[Opening SOURCE DATA section]

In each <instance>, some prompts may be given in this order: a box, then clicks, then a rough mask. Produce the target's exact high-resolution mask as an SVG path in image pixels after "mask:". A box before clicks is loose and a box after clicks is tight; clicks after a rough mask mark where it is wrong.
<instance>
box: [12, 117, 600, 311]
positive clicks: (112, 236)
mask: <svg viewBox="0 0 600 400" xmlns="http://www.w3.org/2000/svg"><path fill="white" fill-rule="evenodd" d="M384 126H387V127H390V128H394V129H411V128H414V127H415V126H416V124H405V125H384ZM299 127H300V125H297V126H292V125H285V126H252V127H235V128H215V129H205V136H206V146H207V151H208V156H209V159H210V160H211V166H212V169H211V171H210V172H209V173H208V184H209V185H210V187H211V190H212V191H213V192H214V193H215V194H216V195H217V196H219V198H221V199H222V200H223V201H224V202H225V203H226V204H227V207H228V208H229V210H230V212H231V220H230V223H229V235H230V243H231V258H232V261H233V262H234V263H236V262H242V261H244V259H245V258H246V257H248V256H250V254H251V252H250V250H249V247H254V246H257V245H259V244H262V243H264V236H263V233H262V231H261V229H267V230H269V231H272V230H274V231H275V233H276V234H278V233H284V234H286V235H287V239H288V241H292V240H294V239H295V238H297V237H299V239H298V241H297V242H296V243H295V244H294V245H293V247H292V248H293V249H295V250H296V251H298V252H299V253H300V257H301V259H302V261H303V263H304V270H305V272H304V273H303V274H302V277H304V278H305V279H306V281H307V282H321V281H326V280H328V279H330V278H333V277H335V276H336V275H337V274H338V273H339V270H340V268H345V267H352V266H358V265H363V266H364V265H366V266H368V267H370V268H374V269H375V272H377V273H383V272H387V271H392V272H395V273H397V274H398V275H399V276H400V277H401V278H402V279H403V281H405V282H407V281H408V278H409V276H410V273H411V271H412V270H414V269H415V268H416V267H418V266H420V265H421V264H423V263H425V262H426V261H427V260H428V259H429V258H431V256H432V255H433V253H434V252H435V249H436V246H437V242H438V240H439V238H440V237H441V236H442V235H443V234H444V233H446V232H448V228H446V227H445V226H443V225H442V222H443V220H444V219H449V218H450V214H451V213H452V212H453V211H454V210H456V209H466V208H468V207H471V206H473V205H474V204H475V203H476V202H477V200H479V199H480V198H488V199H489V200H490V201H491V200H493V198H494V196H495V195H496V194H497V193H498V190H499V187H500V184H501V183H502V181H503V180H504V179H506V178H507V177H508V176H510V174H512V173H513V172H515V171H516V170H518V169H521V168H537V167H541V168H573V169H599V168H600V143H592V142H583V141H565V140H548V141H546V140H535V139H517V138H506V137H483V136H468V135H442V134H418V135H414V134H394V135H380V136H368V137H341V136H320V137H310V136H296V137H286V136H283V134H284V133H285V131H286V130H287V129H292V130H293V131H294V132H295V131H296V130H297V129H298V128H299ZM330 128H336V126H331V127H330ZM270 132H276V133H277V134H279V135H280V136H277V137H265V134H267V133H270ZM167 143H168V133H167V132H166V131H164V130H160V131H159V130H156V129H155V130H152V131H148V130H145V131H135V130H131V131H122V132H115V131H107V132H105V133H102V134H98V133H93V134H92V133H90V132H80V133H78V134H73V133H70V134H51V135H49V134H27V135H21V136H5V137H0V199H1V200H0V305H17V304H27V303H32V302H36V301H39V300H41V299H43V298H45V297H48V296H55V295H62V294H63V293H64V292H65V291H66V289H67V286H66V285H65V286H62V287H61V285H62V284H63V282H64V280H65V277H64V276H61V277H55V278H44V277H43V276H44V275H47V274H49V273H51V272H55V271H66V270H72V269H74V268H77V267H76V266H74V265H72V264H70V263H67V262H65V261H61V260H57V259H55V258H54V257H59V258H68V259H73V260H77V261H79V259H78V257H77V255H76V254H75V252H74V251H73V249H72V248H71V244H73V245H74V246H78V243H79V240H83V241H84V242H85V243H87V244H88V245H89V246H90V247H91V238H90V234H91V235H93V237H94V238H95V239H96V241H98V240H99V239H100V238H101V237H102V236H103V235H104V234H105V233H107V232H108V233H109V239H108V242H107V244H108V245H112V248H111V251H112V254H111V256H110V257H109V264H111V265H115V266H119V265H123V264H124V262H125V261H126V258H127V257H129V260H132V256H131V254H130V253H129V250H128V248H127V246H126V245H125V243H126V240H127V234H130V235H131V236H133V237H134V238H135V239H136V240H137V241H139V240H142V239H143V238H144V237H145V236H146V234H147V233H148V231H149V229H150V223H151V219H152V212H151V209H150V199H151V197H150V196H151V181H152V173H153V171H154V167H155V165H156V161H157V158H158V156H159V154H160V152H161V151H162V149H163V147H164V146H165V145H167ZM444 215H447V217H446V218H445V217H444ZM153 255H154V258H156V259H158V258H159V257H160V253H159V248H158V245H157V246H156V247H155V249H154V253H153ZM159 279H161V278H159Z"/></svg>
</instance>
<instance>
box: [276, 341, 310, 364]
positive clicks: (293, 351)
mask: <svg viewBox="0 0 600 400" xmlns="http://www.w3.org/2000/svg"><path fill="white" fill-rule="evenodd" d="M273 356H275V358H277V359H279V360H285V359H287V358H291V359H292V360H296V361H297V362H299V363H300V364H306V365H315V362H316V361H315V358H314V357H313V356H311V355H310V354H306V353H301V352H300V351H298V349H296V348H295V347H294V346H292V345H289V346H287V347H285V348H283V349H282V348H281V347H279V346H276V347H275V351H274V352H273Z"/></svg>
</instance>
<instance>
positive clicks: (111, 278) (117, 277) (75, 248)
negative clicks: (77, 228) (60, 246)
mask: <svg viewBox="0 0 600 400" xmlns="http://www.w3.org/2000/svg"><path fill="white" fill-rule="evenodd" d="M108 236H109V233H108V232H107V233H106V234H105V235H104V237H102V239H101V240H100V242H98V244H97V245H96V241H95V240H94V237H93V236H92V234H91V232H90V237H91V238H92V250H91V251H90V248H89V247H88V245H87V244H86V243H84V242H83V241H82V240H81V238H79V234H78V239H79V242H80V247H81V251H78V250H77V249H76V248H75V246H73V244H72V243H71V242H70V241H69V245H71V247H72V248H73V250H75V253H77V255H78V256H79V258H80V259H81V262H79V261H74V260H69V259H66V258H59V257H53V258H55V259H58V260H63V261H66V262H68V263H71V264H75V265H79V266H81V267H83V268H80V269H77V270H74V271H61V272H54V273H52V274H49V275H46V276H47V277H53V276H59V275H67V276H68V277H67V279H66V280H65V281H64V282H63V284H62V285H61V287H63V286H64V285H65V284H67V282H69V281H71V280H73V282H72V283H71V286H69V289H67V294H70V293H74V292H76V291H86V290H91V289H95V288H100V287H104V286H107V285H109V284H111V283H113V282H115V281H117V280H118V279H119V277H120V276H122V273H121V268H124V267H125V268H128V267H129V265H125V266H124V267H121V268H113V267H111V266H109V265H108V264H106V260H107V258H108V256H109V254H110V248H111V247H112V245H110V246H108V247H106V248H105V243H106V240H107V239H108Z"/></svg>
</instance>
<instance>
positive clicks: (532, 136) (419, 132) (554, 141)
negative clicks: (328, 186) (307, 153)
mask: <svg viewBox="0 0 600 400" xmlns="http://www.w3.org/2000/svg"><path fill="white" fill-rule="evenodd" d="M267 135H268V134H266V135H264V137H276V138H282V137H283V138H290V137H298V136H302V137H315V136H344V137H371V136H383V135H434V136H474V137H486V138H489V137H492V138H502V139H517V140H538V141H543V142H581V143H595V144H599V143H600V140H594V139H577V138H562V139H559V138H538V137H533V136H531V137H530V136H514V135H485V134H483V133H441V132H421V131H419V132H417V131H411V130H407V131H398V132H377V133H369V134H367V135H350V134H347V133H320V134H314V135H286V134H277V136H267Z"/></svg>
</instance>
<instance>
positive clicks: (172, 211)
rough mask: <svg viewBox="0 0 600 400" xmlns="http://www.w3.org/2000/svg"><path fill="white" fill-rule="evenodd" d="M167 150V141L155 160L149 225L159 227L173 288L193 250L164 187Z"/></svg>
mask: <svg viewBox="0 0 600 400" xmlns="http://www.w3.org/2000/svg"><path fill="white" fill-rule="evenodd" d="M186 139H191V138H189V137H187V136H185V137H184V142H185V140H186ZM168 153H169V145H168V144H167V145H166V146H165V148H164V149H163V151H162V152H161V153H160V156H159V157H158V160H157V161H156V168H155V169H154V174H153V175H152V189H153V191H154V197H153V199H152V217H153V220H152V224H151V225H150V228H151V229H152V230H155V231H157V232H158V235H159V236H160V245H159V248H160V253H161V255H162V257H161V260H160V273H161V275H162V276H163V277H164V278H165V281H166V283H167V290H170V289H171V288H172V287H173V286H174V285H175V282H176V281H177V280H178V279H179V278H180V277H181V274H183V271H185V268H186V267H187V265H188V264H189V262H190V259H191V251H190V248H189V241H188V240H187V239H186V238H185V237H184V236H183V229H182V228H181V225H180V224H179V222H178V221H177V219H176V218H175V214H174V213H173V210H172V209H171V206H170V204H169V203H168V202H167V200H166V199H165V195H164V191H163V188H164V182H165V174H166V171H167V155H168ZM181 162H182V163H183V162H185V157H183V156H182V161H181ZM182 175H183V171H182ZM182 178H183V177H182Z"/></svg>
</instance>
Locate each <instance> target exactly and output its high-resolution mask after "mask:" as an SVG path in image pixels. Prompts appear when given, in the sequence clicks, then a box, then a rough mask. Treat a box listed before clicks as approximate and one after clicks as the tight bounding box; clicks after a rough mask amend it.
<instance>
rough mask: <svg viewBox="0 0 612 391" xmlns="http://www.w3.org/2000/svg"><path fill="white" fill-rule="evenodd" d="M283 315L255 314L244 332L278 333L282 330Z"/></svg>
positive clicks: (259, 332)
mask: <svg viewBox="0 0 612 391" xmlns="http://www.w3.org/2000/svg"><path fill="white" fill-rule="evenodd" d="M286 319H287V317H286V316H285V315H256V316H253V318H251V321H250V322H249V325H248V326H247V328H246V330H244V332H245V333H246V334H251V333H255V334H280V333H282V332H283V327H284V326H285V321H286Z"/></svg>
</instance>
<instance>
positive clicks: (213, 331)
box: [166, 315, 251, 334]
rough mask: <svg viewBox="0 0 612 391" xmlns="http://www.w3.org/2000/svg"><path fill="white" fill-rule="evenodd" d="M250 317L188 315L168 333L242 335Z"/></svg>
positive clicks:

[Closing SOURCE DATA section]

Nothing but the lines from the one containing "317L188 315L168 333L242" to the end of the records above should appear, each copied exactly.

rough mask: <svg viewBox="0 0 612 391" xmlns="http://www.w3.org/2000/svg"><path fill="white" fill-rule="evenodd" d="M250 317L188 315L168 333L242 335Z"/></svg>
positive clicks:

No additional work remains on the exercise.